### 作業一覧:
• A. 抜粋文によると、HDMI端子での比較から導かれた3機種の遅延の大きさの順はどうなっているか。
• B. 抜粋文にある「なかなか両画面が映った写真が取れなかったため、シャッタースピードを遅らせた。」という一文を英語に訳しなさい。

VIERA側の文字が若干ブレているが、一応1Fの差異を示している。しかし、
これもシャッタースピード1/4000秒でのVIERAとBRAVIAの比較だが、VIERA側に数字のブレもなく、両者は全く同じ内容を示している。これはまさに先述した通り、「シャッタータイミングとのかみ合わせ」により結果が異なったのだろう。このことから、両者の遅延差は1F未満であると推察できる。
HDMI端子でのBRAVIAとREGZAの直接比較は行っていないが、間にVIERAを挟んだため、遅延の大きさとしては
BRAVIA < VIERA < REGZA
という結果が導ける。
次はコンポジット端子での比較。
まずはVIERAとREGZAの比較。
なかなか両画面が映った写真が取れなかったため、シャッタースピードを遅らせた。
この写真では時間部分こそ指し示す値は同じであるが、ブレの具合と上のフレーム数から1F弱ほどの遅れがあるようにも感じる。
しかし下の写真ではその差異が分からない(シャッタースピードを更に落としたせいもあるかもしれないが)。
だが左の円環を見ると、VIERAの方がわずかに早く進んでいる。このため、1F以下ではあるもののやはりコンポジット端子でも遅延は存在するようだ。
こちらはVIERAとBRAVIA。
時間だけを見ると1Fずれているようだが、上のフレーム数はVIERA側が少しブレているだけで2を示している。

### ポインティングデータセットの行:
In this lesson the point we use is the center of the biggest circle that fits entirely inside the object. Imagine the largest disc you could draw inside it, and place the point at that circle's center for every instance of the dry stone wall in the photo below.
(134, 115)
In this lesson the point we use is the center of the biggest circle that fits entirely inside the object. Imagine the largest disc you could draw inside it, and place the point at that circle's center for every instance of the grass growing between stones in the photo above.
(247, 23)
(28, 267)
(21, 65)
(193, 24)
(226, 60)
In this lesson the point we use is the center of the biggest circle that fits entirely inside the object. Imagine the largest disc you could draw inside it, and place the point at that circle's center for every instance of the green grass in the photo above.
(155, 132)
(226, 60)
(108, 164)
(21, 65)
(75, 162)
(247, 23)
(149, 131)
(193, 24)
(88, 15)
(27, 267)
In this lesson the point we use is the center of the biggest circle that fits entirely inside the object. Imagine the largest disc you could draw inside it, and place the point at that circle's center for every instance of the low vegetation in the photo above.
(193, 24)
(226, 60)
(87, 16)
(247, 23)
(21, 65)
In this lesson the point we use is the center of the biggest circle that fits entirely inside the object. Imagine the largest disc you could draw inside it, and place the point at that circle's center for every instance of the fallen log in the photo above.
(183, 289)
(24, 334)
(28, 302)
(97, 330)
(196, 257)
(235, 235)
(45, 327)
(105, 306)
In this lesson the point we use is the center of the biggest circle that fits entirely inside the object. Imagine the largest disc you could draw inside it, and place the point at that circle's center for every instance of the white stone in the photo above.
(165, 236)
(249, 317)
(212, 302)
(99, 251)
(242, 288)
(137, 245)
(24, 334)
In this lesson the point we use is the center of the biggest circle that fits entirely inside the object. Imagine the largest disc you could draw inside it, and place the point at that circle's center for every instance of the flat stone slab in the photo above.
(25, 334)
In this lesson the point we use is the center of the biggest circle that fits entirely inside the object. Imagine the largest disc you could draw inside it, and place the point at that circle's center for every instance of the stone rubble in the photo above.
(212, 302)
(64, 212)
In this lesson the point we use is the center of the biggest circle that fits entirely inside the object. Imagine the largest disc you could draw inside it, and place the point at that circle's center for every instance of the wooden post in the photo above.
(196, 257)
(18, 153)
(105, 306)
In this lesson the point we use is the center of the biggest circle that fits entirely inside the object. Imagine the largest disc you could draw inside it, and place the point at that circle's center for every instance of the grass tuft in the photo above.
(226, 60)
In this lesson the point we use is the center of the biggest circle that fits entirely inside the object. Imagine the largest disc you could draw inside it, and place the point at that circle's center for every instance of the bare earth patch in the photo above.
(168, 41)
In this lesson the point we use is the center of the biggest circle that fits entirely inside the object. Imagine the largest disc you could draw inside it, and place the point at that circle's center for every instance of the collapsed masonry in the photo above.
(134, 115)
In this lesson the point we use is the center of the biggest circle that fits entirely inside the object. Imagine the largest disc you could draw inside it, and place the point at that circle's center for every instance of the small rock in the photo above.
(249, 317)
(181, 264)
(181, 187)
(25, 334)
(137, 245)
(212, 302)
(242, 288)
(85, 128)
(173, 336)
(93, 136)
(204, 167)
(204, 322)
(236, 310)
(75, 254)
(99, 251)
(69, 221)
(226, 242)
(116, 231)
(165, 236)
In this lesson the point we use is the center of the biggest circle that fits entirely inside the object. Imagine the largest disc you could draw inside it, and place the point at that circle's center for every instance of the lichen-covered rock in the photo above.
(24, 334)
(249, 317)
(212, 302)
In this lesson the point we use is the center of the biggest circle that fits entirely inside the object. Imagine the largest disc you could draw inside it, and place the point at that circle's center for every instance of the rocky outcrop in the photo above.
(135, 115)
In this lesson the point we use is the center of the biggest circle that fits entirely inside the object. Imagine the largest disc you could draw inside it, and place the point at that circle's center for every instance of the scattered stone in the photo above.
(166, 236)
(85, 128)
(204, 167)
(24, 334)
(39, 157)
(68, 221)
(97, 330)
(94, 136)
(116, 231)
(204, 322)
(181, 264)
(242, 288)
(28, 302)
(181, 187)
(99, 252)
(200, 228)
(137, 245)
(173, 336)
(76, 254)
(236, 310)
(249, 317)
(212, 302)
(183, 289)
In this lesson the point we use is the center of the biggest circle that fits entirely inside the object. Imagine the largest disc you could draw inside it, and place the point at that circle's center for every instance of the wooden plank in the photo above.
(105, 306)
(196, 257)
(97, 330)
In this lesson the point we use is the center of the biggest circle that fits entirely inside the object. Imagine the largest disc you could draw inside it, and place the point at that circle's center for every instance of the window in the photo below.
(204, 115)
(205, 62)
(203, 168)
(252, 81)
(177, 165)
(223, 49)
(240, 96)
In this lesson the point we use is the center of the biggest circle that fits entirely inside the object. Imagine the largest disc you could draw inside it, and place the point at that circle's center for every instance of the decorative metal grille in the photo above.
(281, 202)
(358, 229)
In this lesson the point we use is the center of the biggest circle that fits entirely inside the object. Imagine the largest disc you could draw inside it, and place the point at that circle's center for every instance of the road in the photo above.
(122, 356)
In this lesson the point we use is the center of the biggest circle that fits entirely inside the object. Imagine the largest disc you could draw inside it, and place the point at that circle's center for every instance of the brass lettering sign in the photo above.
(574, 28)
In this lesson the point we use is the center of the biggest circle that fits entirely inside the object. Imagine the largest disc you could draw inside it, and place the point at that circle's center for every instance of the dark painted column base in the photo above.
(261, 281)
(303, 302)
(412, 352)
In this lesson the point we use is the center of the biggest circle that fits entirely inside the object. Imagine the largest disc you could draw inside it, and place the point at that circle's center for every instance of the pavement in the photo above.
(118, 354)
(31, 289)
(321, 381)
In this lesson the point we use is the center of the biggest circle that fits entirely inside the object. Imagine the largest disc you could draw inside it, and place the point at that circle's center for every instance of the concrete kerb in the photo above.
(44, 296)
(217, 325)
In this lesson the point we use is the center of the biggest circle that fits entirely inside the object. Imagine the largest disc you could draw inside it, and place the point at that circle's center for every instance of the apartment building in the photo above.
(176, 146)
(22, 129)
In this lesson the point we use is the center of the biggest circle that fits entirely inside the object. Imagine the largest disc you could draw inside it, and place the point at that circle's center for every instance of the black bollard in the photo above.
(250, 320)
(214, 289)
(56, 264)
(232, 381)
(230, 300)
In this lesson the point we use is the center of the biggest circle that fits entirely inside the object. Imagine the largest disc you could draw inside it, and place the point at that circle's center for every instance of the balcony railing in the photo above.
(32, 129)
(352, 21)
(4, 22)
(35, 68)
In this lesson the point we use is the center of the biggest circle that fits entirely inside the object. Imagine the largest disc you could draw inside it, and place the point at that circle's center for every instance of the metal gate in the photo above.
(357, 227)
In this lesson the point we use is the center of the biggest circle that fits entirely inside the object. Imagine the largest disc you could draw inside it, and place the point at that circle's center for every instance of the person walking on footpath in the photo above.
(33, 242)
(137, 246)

### 解答一覧:
• A. 遅延が小さい順にBRAVIA、VIERA、REGZAとなる。

• B. Because it was hard to get a photo that showed both screens, I slowed down the shutter speed.